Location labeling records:
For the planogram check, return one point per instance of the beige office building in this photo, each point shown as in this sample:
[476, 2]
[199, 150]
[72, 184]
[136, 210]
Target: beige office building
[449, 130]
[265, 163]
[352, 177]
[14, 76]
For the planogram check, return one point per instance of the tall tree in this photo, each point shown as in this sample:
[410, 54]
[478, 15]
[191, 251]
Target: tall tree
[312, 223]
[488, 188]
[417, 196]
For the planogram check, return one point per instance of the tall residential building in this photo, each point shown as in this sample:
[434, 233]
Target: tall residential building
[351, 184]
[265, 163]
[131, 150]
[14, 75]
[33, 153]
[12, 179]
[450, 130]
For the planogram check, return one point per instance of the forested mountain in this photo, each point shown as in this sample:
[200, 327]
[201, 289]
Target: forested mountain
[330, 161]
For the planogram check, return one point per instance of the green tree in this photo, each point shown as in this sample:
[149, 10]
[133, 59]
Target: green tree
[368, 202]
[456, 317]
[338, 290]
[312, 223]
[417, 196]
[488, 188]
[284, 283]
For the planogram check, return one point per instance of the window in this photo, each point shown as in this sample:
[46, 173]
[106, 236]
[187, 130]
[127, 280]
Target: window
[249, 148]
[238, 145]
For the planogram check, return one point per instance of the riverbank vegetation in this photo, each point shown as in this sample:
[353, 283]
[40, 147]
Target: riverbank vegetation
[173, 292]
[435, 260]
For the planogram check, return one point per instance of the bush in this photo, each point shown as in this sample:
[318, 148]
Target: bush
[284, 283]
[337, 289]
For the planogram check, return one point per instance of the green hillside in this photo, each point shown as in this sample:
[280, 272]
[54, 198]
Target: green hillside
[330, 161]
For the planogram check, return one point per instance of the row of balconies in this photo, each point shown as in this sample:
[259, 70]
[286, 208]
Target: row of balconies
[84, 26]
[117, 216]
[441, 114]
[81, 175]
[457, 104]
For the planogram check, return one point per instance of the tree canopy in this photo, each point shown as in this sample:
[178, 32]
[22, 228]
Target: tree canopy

▸ TASK GOAL
Repeat exactly, and only, the lines from the line with "the tall residential" through the end of the listing above, both ends included.

▸ REPLY TO THE TASK
For the planogram check, return one point per instance of the tall residential building in this photo, each point shown as in this sample:
[434, 233]
Target: tall residential building
[351, 184]
[265, 163]
[131, 150]
[14, 75]
[33, 153]
[12, 179]
[450, 130]
For the planogram check, return one point per instance of the forested mountain in this photo, each point shown as in this sample:
[200, 327]
[201, 289]
Target: forested mountain
[330, 161]
For the planogram check, return one point per instance of the green tree in this photo, each point shown as in this sample:
[149, 10]
[133, 59]
Target: green tree
[368, 202]
[456, 317]
[338, 290]
[312, 223]
[417, 196]
[488, 188]
[284, 283]
For the planogram check, return one point per instance of the window in this photo, each point shown as in this sample:
[46, 173]
[106, 236]
[187, 130]
[127, 280]
Target: window
[249, 148]
[238, 145]
For the planogram check, return one point per instance of the riverbank vegetation in this photo, each point shown as in this sample:
[353, 283]
[40, 147]
Target: riverbank vegetation
[173, 292]
[435, 260]
For the planogram check, return one point per instance of the bush in this photo, each point shown as in this sample:
[318, 148]
Target: bush
[284, 283]
[337, 289]
For the planogram check, return one point per instance of the green hillside in this photo, each point shown as in this sample:
[280, 272]
[54, 198]
Target: green hillside
[330, 161]
For the planogram check, return one point per instance of the row of balconies in this photo, each point shown as in this sample:
[259, 70]
[286, 208]
Target: row of balconies
[84, 26]
[117, 216]
[441, 114]
[81, 175]
[457, 104]
For the planogram check, return one point per instance of the tree canopy in this photo, each point shown as in this sample:
[178, 32]
[22, 228]
Target: tree canopy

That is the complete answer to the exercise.